# STORED RECORDS
····················

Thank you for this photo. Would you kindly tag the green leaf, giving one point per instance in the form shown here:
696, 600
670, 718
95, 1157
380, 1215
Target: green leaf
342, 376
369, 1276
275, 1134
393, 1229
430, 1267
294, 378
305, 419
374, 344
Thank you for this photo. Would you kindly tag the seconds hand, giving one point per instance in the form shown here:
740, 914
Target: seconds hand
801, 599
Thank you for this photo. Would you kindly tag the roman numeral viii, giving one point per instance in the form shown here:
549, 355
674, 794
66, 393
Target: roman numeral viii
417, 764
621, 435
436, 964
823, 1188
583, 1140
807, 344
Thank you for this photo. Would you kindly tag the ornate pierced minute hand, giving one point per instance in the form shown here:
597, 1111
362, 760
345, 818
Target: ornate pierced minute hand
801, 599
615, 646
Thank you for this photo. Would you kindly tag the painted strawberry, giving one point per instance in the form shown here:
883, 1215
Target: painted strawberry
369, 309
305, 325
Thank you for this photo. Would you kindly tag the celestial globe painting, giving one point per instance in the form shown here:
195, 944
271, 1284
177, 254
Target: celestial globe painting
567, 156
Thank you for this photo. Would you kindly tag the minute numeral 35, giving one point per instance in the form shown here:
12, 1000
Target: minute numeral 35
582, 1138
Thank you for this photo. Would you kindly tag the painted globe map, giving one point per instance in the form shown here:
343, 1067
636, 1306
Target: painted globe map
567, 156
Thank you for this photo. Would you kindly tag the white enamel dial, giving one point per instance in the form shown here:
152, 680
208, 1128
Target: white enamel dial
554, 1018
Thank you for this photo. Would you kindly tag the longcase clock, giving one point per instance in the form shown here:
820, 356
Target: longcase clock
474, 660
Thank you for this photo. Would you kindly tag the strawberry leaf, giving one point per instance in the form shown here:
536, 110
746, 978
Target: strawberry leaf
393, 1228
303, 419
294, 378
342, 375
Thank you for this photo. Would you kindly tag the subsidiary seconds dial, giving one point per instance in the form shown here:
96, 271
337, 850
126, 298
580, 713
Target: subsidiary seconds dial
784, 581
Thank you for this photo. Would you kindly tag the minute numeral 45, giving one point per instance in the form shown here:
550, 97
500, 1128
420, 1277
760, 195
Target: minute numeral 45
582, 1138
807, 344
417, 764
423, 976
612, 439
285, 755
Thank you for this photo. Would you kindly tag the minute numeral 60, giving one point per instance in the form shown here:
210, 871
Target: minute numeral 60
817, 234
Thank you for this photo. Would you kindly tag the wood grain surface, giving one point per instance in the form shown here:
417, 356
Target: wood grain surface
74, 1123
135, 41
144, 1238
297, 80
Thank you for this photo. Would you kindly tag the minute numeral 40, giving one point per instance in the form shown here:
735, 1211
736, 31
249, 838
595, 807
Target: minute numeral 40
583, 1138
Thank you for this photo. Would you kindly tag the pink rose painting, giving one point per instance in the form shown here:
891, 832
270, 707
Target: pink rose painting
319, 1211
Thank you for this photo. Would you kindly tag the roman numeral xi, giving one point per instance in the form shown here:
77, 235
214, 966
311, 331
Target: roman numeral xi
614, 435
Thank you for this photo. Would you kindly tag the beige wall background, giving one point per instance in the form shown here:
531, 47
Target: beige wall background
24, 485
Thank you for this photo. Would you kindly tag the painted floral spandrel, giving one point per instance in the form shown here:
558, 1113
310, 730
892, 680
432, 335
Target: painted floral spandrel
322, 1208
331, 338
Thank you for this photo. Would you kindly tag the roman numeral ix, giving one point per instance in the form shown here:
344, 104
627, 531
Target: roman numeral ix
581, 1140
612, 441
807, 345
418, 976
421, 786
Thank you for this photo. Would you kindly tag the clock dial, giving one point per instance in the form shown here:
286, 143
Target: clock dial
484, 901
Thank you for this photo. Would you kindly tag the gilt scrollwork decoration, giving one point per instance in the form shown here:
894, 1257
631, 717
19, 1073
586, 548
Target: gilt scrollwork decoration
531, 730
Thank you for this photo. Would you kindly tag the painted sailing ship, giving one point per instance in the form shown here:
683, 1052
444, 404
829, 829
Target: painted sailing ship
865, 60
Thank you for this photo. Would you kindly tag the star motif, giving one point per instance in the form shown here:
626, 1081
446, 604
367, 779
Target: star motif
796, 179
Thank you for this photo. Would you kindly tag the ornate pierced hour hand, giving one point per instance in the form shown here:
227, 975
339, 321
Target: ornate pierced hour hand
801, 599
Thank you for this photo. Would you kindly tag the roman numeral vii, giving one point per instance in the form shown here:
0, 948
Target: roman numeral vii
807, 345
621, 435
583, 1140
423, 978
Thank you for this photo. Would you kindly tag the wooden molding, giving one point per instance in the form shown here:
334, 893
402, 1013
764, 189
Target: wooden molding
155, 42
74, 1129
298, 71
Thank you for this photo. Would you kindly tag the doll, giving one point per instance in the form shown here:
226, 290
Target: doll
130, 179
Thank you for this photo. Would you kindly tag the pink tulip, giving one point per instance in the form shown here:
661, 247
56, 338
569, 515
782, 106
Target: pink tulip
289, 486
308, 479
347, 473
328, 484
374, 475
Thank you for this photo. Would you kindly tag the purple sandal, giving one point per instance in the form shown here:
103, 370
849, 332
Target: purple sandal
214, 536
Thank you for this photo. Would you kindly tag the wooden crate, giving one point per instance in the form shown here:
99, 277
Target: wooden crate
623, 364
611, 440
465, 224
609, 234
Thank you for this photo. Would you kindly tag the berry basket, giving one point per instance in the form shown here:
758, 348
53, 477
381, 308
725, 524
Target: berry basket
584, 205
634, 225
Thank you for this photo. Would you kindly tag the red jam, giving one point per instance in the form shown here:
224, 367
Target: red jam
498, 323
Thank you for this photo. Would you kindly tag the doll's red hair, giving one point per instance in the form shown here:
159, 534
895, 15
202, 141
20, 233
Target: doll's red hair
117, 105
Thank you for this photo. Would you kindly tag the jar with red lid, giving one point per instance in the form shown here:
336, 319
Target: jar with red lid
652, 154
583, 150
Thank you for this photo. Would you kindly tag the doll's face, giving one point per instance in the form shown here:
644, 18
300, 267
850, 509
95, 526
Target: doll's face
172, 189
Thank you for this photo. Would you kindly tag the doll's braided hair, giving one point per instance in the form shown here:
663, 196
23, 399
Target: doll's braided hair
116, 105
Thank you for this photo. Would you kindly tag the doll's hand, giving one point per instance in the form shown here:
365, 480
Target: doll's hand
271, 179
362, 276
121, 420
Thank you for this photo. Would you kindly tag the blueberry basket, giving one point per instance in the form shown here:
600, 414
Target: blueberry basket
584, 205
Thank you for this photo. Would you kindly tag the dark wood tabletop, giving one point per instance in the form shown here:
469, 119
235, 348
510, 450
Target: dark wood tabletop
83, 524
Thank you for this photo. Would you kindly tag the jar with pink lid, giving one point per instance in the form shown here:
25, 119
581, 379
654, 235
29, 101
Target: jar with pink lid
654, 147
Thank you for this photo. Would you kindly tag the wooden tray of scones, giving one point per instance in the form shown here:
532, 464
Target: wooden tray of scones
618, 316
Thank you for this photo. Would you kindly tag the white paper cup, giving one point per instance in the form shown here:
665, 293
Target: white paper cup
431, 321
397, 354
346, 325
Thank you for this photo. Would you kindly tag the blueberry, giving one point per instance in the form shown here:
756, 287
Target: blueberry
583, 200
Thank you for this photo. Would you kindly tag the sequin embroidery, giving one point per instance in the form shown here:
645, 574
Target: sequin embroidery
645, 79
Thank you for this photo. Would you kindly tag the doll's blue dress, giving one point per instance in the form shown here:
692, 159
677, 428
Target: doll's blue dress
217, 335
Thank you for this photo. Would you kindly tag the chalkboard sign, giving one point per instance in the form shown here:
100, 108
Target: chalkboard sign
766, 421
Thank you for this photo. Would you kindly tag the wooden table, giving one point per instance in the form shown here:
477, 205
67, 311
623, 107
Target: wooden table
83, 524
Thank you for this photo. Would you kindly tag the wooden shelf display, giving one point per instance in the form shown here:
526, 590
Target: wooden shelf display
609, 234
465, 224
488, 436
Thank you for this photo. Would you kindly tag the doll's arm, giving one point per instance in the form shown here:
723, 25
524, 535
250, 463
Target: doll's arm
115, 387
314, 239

····················

# GIVEN INSTRUCTION
Print everything in the material above, from the line containing "the white paper" down to the end of the material, and nothing else.

# SOLUTION TO THE PROBLEM
Thank you for this photo. Would you kindly tag the white paper cup, giving one point per instance in the form shown here:
665, 293
Target: white paper cup
431, 321
397, 354
346, 325
Thank you for this photo. Would you kindly tag the blueberry, giving one point per instance in the form shown here:
756, 287
Target: blueberry
583, 200
Thank you for this photo. Would you kindly tag the sequin embroidery, giving one point per instance in the form shown here:
645, 574
Target: sequin embroidery
645, 79
Thank you for this photo. Would you kindly tag the doll's blue dress, giving one point per instance in the form shown here:
692, 159
677, 428
Target: doll's blue dress
217, 335
Thank you for this photo. Would you kindly tag the chalkboard sign, giving one point per instance in the form shown here:
100, 108
Target: chalkboard sign
766, 421
Thank you for this photo. Would you kindly tag the wooden table, giving one point per instance in the form shown here:
477, 205
67, 311
623, 107
Target: wooden table
83, 524
Thank you for this photo. Would you kindly tag the wooden shelf display, giving one point per instance in the form shown here:
526, 590
Target: wooden shelf display
609, 234
465, 224
488, 436
Thank you for this photo. Would you kindly tag the doll's arm, giving one point per instance in the form shown here:
723, 25
524, 535
250, 463
Target: doll's arm
115, 387
314, 239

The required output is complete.